What needs to be done: According to the post on glamorous books, which three '90s icons does Champagne Supernovas follow?

College is one of the most glamorous times of your whole life. When else do you have the chance to put on outrageous makeup and sparkly clothes to dance the night away with your friends… for multiple nights in a row?
To me, getting ready was one of the best parts of going out; I loved the magic of getting to turn myself into whoever I wanted to be.
Unfortunately, essential social distancing means that no one is really getting ready to go anywhere right now.
It’s hard missing out on all the shiny, beautiful parts of the outside world– but there are some books that are full of the glamour we’re missing. All of these magical, gorgeous, glamorous books remind me of the brilliant world we’ll get back to soon.
If You Want Models, Fashion, and the 90s…
Try Champagne Supernovas by Maureen Callahan
Champagne Supernovas tells the glitzy, real-life story of how ‘90s icons Kate Moss, Marc Jacobs, and Alexander McQueen became the biggest names in fashion.

Rows:
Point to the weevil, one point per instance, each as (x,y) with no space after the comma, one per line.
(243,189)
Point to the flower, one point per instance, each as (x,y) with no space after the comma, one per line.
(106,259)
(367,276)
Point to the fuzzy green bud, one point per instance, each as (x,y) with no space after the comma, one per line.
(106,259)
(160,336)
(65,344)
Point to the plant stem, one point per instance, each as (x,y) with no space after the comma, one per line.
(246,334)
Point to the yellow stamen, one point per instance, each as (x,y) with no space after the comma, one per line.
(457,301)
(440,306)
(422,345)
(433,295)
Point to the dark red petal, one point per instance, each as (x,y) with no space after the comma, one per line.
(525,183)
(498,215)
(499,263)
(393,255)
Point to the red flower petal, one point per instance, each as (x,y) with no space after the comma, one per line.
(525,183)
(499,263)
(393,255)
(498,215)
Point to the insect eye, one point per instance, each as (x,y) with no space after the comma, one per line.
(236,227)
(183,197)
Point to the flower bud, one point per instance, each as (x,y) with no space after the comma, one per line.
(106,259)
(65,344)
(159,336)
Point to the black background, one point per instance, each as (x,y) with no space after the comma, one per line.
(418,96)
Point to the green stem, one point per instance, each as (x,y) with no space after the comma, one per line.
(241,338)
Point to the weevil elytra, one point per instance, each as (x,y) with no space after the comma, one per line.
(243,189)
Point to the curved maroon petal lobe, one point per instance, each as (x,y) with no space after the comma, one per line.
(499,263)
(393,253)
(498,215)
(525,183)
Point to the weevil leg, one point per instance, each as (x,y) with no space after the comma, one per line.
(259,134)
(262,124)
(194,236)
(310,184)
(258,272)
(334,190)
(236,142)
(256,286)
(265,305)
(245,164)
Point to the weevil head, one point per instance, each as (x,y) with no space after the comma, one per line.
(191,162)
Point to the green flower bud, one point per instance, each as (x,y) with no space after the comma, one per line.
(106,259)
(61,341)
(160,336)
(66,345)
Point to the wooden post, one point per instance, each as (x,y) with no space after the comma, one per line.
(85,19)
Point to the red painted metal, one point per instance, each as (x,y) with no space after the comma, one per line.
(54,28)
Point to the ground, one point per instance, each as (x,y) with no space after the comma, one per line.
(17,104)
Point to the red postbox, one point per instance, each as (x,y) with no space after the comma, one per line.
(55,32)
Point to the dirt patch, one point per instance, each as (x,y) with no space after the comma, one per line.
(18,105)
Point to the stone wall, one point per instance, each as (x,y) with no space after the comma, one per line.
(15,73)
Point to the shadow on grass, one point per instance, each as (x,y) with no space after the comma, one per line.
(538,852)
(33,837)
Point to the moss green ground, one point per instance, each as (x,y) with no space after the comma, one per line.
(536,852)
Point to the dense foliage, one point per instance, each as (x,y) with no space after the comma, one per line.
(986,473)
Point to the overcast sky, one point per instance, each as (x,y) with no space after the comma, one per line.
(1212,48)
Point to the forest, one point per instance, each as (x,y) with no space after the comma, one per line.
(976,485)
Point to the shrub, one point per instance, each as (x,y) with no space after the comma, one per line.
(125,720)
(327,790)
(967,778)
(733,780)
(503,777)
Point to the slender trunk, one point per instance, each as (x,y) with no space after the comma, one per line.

Response to the task: Kate Moss, Marc Jacobs, and Alexander McQueen